[Point labeling items]
##############################

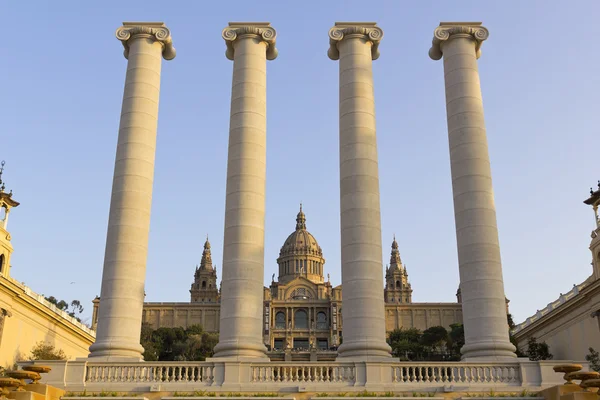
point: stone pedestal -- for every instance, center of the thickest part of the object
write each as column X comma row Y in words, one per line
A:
column 355, row 45
column 124, row 273
column 249, row 45
column 481, row 284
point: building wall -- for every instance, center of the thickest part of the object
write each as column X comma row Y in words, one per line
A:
column 28, row 319
column 417, row 315
column 422, row 315
column 569, row 325
column 170, row 315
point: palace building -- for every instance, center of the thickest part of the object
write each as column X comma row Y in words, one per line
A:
column 302, row 309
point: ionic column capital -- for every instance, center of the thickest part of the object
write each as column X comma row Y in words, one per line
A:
column 238, row 30
column 154, row 30
column 347, row 30
column 451, row 30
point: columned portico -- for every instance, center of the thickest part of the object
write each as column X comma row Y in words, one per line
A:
column 481, row 283
column 124, row 273
column 355, row 45
column 249, row 45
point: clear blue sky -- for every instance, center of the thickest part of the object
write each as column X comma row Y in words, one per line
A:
column 62, row 75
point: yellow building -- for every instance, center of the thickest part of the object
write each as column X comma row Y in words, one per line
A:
column 570, row 324
column 301, row 308
column 26, row 317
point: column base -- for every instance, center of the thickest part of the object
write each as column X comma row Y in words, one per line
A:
column 116, row 351
column 488, row 351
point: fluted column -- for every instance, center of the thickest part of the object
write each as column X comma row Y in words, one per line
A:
column 249, row 45
column 481, row 284
column 355, row 45
column 124, row 273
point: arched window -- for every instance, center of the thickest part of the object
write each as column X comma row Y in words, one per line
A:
column 322, row 320
column 301, row 319
column 300, row 294
column 280, row 320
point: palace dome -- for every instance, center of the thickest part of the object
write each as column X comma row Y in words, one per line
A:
column 300, row 255
column 301, row 241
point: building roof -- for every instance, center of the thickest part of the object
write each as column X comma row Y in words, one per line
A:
column 301, row 241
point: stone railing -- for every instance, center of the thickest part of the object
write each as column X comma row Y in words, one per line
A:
column 550, row 307
column 42, row 300
column 316, row 372
column 224, row 375
column 456, row 372
column 150, row 372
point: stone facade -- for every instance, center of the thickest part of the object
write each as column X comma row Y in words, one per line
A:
column 301, row 307
column 571, row 324
column 26, row 317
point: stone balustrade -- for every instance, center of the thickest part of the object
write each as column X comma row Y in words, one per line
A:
column 343, row 373
column 150, row 372
column 457, row 373
column 322, row 376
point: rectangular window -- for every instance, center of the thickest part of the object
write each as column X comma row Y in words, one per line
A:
column 278, row 344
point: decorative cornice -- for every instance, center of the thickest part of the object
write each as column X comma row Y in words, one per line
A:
column 343, row 30
column 238, row 30
column 450, row 30
column 156, row 30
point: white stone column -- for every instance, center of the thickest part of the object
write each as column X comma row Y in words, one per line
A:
column 249, row 45
column 481, row 284
column 355, row 45
column 124, row 273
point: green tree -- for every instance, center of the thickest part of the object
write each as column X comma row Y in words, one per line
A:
column 538, row 351
column 456, row 338
column 435, row 337
column 511, row 323
column 177, row 344
column 60, row 304
column 46, row 351
column 76, row 309
column 594, row 359
column 406, row 343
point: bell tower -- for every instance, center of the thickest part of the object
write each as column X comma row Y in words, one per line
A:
column 594, row 201
column 397, row 287
column 204, row 289
column 6, row 203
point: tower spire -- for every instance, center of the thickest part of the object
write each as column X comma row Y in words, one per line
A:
column 206, row 262
column 395, row 261
column 300, row 220
column 1, row 171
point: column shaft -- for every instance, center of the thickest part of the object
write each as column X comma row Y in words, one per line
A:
column 124, row 273
column 240, row 332
column 481, row 283
column 362, row 266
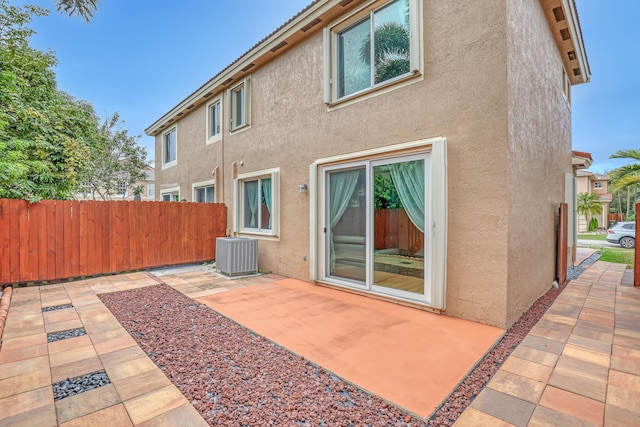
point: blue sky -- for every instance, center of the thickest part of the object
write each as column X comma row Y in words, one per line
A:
column 141, row 61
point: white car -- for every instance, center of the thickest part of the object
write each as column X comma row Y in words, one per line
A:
column 623, row 234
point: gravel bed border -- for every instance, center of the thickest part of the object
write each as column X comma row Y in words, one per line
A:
column 56, row 307
column 63, row 335
column 72, row 386
column 467, row 390
column 235, row 377
column 448, row 411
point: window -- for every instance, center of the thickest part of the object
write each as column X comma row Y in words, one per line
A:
column 170, row 194
column 374, row 47
column 169, row 148
column 256, row 203
column 214, row 120
column 239, row 110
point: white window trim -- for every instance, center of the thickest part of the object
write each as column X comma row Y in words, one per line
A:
column 274, row 174
column 218, row 137
column 247, row 106
column 330, row 68
column 202, row 184
column 170, row 190
column 175, row 162
column 438, row 201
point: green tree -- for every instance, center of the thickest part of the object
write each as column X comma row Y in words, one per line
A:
column 83, row 8
column 45, row 134
column 627, row 176
column 116, row 161
column 589, row 204
column 391, row 48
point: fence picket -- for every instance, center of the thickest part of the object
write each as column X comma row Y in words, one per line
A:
column 59, row 239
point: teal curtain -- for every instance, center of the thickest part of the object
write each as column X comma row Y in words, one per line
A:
column 341, row 187
column 251, row 204
column 408, row 177
column 266, row 194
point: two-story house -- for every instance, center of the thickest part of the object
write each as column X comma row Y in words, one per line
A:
column 393, row 148
column 593, row 183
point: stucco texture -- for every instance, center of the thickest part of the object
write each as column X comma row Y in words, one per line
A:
column 539, row 154
column 491, row 85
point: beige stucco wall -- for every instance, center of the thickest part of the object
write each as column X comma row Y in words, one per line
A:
column 501, row 148
column 539, row 154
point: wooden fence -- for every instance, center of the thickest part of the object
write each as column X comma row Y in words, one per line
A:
column 394, row 229
column 58, row 239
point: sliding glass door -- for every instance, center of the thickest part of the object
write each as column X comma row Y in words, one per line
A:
column 375, row 214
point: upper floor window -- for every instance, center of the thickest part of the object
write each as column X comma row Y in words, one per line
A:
column 374, row 47
column 204, row 191
column 239, row 101
column 171, row 196
column 169, row 147
column 214, row 120
column 122, row 187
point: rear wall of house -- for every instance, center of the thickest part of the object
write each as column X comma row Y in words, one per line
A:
column 539, row 154
column 463, row 96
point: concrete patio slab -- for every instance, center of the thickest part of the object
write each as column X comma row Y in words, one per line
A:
column 407, row 356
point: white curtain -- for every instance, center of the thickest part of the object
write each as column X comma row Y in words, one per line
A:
column 408, row 177
column 266, row 193
column 251, row 203
column 341, row 187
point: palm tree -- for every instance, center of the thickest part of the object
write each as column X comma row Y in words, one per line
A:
column 83, row 8
column 589, row 204
column 627, row 176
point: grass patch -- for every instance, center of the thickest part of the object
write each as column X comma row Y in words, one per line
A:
column 618, row 256
column 592, row 236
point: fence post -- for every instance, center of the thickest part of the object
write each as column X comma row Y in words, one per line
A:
column 636, row 256
column 563, row 242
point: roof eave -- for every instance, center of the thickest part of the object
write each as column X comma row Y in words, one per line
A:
column 263, row 52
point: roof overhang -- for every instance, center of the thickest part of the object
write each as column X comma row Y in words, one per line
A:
column 291, row 33
column 562, row 16
column 581, row 160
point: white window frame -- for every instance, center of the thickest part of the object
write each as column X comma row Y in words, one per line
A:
column 217, row 136
column 246, row 107
column 170, row 191
column 331, row 52
column 122, row 187
column 204, row 184
column 173, row 162
column 238, row 203
column 436, row 298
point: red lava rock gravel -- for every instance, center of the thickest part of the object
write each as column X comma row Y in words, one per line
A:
column 471, row 386
column 234, row 377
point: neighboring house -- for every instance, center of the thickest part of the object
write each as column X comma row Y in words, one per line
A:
column 427, row 168
column 589, row 182
column 125, row 191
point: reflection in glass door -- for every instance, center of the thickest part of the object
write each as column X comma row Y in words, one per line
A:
column 375, row 216
column 346, row 220
column 398, row 227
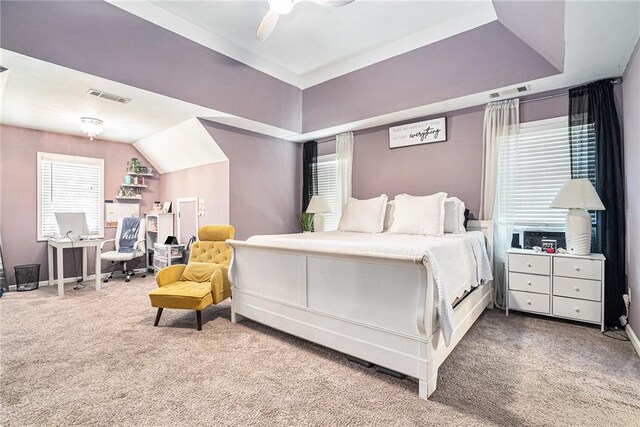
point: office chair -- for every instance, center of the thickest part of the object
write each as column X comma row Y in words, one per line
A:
column 124, row 257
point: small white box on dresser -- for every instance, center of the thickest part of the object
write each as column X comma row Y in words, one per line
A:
column 556, row 285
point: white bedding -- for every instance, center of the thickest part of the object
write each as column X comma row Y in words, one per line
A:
column 459, row 261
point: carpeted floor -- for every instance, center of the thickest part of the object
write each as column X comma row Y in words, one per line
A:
column 95, row 359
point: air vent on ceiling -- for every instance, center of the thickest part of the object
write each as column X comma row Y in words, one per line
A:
column 109, row 96
column 509, row 92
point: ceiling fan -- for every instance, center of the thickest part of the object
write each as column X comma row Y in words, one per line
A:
column 282, row 7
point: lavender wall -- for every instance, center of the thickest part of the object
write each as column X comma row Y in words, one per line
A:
column 18, row 193
column 631, row 94
column 210, row 182
column 100, row 39
column 486, row 57
column 454, row 166
column 264, row 181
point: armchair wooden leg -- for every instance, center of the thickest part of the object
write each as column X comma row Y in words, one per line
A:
column 158, row 317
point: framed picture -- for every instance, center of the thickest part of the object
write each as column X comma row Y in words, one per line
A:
column 426, row 132
column 549, row 244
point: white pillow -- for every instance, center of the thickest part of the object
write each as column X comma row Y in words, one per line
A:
column 388, row 215
column 454, row 215
column 364, row 216
column 419, row 215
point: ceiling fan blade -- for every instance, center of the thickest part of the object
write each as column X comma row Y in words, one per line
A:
column 333, row 3
column 267, row 25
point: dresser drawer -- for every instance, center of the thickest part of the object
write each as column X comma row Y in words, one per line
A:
column 529, row 283
column 577, row 267
column 588, row 311
column 535, row 264
column 577, row 288
column 525, row 301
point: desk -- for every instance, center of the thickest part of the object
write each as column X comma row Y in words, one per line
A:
column 60, row 246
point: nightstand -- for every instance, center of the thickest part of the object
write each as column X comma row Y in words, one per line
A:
column 556, row 285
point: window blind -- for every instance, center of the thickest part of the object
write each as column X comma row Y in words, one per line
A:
column 327, row 170
column 544, row 163
column 69, row 184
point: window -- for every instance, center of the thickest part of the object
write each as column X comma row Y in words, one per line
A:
column 327, row 169
column 544, row 163
column 69, row 184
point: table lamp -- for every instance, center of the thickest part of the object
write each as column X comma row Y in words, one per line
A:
column 317, row 206
column 578, row 195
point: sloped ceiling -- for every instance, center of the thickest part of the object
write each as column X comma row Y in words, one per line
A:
column 548, row 45
column 182, row 146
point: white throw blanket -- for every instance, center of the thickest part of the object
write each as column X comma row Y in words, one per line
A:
column 458, row 261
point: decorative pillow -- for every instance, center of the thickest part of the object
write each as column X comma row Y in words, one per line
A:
column 419, row 214
column 199, row 272
column 388, row 215
column 454, row 215
column 364, row 216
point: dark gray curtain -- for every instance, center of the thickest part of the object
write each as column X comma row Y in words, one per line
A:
column 594, row 104
column 309, row 172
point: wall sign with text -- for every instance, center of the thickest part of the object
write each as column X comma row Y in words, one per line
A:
column 418, row 133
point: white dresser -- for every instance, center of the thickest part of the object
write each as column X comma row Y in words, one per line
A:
column 557, row 285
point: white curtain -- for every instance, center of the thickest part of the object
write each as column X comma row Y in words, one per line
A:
column 500, row 139
column 344, row 159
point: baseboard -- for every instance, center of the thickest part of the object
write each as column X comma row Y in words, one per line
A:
column 633, row 338
column 75, row 279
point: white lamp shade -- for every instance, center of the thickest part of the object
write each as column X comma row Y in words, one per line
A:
column 318, row 204
column 578, row 194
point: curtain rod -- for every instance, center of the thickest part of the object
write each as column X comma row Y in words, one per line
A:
column 616, row 81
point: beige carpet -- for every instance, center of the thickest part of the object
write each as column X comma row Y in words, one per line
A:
column 95, row 359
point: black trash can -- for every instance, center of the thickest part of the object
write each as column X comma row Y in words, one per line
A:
column 27, row 277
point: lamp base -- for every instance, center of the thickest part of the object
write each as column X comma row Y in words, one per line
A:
column 318, row 222
column 578, row 232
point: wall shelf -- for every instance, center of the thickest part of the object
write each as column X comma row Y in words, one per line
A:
column 134, row 185
column 146, row 175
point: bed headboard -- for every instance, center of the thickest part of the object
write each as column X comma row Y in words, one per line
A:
column 486, row 226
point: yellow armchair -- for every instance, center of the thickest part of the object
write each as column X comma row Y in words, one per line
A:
column 202, row 282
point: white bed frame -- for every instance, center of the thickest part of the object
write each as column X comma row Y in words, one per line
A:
column 377, row 308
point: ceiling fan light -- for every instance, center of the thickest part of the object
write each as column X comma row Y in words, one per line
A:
column 91, row 126
column 282, row 6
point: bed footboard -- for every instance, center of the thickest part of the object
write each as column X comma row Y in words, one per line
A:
column 373, row 307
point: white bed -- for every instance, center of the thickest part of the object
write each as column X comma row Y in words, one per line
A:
column 383, row 298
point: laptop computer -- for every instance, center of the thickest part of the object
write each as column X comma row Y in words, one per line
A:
column 71, row 225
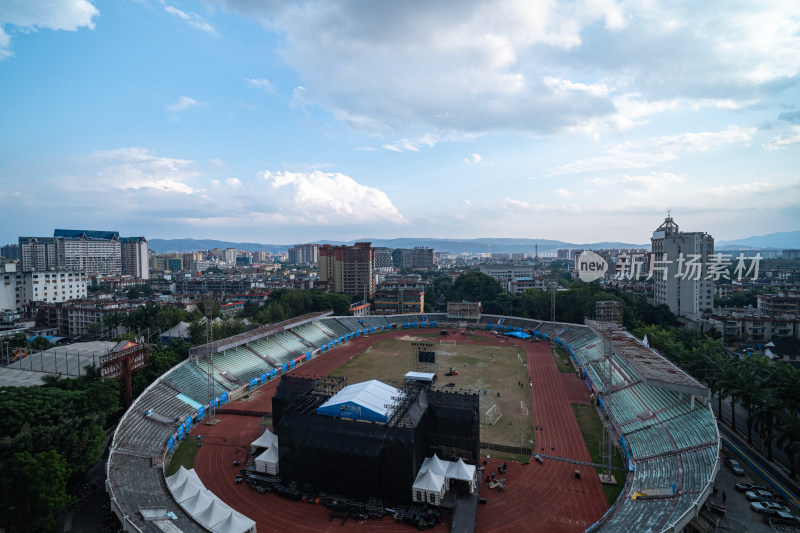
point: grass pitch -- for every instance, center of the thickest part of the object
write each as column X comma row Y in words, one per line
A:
column 487, row 370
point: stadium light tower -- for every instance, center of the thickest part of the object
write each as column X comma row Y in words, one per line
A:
column 212, row 393
column 609, row 315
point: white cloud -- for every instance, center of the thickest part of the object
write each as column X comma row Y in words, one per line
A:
column 542, row 67
column 649, row 152
column 30, row 15
column 182, row 104
column 790, row 136
column 651, row 185
column 192, row 19
column 263, row 84
column 328, row 198
column 137, row 169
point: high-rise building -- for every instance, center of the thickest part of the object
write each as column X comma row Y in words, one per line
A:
column 680, row 270
column 10, row 251
column 347, row 269
column 303, row 253
column 422, row 257
column 135, row 252
column 37, row 253
column 383, row 257
column 93, row 252
column 97, row 253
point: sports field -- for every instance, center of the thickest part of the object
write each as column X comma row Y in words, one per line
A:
column 498, row 374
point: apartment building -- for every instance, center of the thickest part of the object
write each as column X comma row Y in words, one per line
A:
column 681, row 285
column 347, row 269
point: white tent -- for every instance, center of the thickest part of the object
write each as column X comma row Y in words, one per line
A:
column 428, row 487
column 435, row 465
column 198, row 502
column 268, row 461
column 213, row 514
column 266, row 440
column 183, row 491
column 235, row 523
column 178, row 477
column 460, row 471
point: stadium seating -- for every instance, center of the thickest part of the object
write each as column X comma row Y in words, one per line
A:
column 671, row 443
column 241, row 362
column 189, row 379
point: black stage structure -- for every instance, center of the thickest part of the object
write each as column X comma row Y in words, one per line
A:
column 361, row 459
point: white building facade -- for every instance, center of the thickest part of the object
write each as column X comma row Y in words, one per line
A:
column 680, row 267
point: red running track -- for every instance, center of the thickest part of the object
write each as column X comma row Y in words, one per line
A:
column 544, row 498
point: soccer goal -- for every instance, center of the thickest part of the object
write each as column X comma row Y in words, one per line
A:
column 493, row 414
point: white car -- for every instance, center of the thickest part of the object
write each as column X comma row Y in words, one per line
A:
column 768, row 507
column 759, row 495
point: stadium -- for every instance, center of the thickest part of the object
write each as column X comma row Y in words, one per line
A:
column 668, row 433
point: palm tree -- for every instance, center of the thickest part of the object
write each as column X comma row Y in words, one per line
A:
column 764, row 416
column 787, row 435
column 747, row 386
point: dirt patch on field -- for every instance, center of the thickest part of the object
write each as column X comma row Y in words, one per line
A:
column 497, row 373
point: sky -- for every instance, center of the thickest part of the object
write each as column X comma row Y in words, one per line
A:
column 283, row 122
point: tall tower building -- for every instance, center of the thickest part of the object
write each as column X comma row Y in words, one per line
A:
column 680, row 270
column 303, row 253
column 135, row 252
column 347, row 269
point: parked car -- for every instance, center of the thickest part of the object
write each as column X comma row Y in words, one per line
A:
column 768, row 508
column 735, row 466
column 756, row 495
column 783, row 519
column 744, row 487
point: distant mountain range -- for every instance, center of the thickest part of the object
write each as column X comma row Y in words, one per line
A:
column 780, row 240
column 455, row 246
column 783, row 240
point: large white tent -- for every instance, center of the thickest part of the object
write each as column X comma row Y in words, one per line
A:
column 213, row 514
column 234, row 522
column 428, row 487
column 202, row 505
column 266, row 440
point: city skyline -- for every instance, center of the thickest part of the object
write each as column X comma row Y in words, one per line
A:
column 298, row 122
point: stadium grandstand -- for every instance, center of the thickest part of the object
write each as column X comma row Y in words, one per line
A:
column 668, row 432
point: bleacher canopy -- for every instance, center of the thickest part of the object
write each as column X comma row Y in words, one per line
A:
column 266, row 440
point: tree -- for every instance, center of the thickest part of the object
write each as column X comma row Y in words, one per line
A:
column 39, row 488
column 475, row 287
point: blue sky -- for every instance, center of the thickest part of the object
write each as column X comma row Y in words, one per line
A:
column 283, row 122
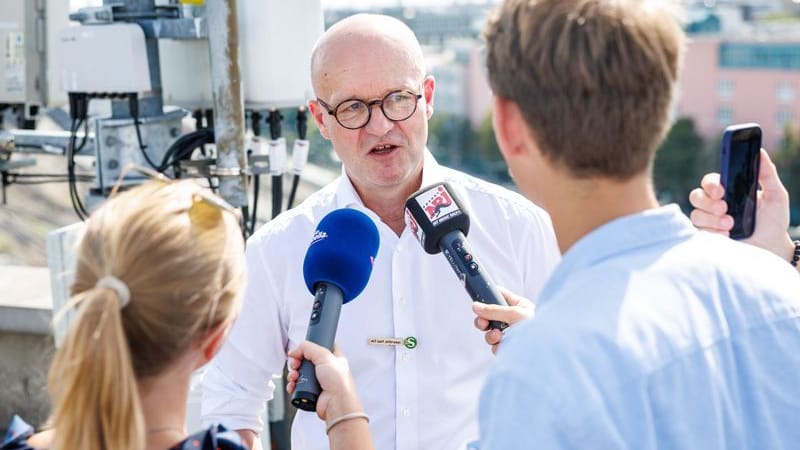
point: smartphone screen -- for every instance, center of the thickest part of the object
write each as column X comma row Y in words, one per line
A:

##############################

Copy the lines from the one with "point: roof eave" to the one with "column 581, row 160", replacing "roof overhang" with "roof projection" and changing nothing else.

point: roof eave -- for every instance, center of the thickest part of the object
write each as column X comma row Y in words, one per line
A:
column 263, row 52
point: roof projection -- for every instance, center of the thickest part of the object
write each as column X comma row Y in words, one per line
A:
column 291, row 33
column 562, row 16
column 581, row 160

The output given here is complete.